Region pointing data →
##############################
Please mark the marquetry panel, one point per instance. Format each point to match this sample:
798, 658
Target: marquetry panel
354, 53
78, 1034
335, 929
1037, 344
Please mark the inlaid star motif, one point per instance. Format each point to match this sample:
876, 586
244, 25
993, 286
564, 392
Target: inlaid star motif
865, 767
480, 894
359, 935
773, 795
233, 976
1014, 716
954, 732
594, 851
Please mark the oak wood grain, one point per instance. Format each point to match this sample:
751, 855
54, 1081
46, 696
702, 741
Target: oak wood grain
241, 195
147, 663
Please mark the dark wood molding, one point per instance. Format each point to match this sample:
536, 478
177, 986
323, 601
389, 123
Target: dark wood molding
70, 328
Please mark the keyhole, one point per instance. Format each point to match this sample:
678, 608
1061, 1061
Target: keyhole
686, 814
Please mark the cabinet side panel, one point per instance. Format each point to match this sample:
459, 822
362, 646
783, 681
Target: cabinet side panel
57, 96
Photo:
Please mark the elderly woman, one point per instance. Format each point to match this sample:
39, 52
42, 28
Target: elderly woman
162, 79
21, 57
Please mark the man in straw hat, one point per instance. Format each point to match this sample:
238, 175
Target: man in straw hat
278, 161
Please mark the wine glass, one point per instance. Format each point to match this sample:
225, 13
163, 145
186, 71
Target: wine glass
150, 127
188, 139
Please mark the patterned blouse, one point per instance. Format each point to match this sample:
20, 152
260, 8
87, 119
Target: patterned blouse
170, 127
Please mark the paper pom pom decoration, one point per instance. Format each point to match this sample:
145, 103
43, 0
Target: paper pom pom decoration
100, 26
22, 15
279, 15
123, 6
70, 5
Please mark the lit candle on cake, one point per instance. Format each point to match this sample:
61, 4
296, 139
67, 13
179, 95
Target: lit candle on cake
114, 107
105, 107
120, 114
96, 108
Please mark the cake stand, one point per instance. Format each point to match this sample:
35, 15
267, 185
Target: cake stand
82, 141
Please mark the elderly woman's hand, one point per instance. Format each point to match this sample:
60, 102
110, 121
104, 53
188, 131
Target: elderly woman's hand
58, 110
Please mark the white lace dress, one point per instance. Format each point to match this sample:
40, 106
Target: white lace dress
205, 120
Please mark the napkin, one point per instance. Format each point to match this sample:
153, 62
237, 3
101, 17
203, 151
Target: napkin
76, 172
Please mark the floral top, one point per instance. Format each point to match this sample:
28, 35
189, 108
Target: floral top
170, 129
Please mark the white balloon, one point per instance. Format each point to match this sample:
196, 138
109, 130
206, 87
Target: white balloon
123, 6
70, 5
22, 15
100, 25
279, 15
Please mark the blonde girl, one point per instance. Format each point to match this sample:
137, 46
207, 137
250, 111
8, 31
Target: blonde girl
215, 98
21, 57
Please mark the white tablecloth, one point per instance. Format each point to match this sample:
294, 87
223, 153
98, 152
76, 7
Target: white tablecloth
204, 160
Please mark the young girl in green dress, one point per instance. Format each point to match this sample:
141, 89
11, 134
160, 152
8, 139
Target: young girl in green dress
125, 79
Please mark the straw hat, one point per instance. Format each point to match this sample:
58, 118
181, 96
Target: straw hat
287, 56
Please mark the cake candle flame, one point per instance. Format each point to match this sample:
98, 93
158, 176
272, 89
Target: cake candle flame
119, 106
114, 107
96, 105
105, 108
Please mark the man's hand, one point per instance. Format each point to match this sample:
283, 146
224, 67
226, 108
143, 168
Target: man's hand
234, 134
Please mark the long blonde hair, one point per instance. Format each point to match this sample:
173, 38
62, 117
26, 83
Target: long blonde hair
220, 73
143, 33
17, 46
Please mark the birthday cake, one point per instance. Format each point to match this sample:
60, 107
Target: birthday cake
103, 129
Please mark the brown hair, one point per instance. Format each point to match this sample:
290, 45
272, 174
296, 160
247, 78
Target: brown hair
##############################
Work order → Set all of the records down again, exactly as they stand.

Result →
Please mark the marquetry panel, one point per instance. Format each point to match this sample:
798, 658
Target: marquetry panel
354, 53
78, 1034
335, 929
1037, 344
Please mark the inlaid star motif, one point per instance. Format each point to match this sample:
876, 586
244, 25
993, 286
564, 392
Target: inlaid star motif
865, 767
480, 894
359, 935
773, 795
233, 976
1014, 716
954, 732
594, 851
Please mark the oak wood grain, one point per instance. Format each point to match this sample:
751, 855
54, 1081
46, 696
702, 741
Target: oak wood grain
241, 195
147, 663
Please mark the dark wood molding, one point per instance. Format each point to match this sample:
536, 478
177, 986
323, 601
389, 123
Target: dark wood molding
70, 328
Please mark the keyhole, one point per instance. Format each point to match this sample:
678, 608
1061, 1061
Target: keyhole
686, 814
Please mark the cabinet side panel, one point per instance. Format each point to match this sample:
459, 822
362, 646
783, 681
Target: cabinet side panel
57, 96
Photo:
Please mark the elderly woman, one point per instance. Format each point to match this sample:
39, 52
42, 28
Target: elderly woman
162, 79
21, 57
Please mark the man in straw hat, one point per instance. Format each point to match this sample:
238, 175
Target: man in straw hat
278, 161
Please mark the wine glass, one point per instance. Format each point to match this sample:
225, 13
163, 145
186, 71
Target: wine glass
150, 127
188, 139
Please mark the patterned blouse, one point per instance. Format each point to match this sample:
20, 152
260, 8
87, 119
Target: patterned blouse
170, 127
Please mark the paper pom pom decoration, one point per instance. Format each point to match this sample:
145, 103
43, 0
Target: paper pom pom decoration
100, 26
22, 15
279, 15
123, 6
70, 5
Please mark the lit candle on cake, one point per instance. Format each point to match this sample:
61, 4
296, 139
67, 13
179, 95
Target: lit candle on cake
114, 107
105, 107
120, 114
96, 108
Please mark the cake stand, one point per instance. Format each point to match this sample:
35, 15
267, 185
Target: cake stand
82, 141
Please mark the elderly woman's hand, one point per instance. Format each point to match this sample:
60, 102
110, 121
104, 53
188, 131
Target: elderly woman's hand
58, 110
Please mark the white lace dress, one point per instance. Format each point to match this sample:
40, 106
Target: white lace dress
205, 120
Please mark the napkin, one point per instance. Format each point to match this sample:
153, 62
237, 3
101, 17
203, 151
Target: napkin
76, 172
Please mark the floral top, one point per instance. Format each point to match this sample:
28, 35
189, 108
Target: floral top
170, 129
Please mark the white balloon, one point per instance. Format each point to match this sample:
196, 138
109, 130
206, 87
Target: white balloon
123, 6
70, 5
22, 15
100, 25
279, 15
Please mark the blonde girl, one point per instance. Format each point to match this sample:
137, 46
207, 137
250, 111
8, 31
Target: blonde girl
215, 98
21, 57
Please mark the white tablecloth, one point per instance. Format each point to match this sample:
294, 87
223, 153
98, 152
76, 7
Target: white tablecloth
204, 160
Please mark the young girl in green dress, one point per instance. Format each point to match this sample:
141, 89
11, 134
160, 152
8, 139
Target: young girl in green dress
125, 79
Please mark the straw hat, one point per instance. Format each point to match this sample:
58, 118
181, 96
Target: straw hat
287, 56
Please mark the cake candle flame, one point per instance. Format each point to match this sample:
98, 93
158, 176
272, 89
Target: cake candle flame
119, 106
114, 107
96, 105
105, 108
Please mark the man's hand, one point per instance. Format each point to match this sample:
283, 146
224, 67
226, 108
143, 168
Target: man's hand
234, 134
Please mark the long blonde hair, one point per instance. Format each point to match this sample:
173, 38
62, 117
26, 83
Target: long blonde hair
220, 73
143, 33
17, 46
Please mark the birthday cake, one point per instance. Format each point to match this sample:
60, 107
Target: birthday cake
103, 129
Please mark the brown hair, one point per instance. Format each point to match this sample:
290, 45
272, 174
296, 160
247, 78
Target: brown hair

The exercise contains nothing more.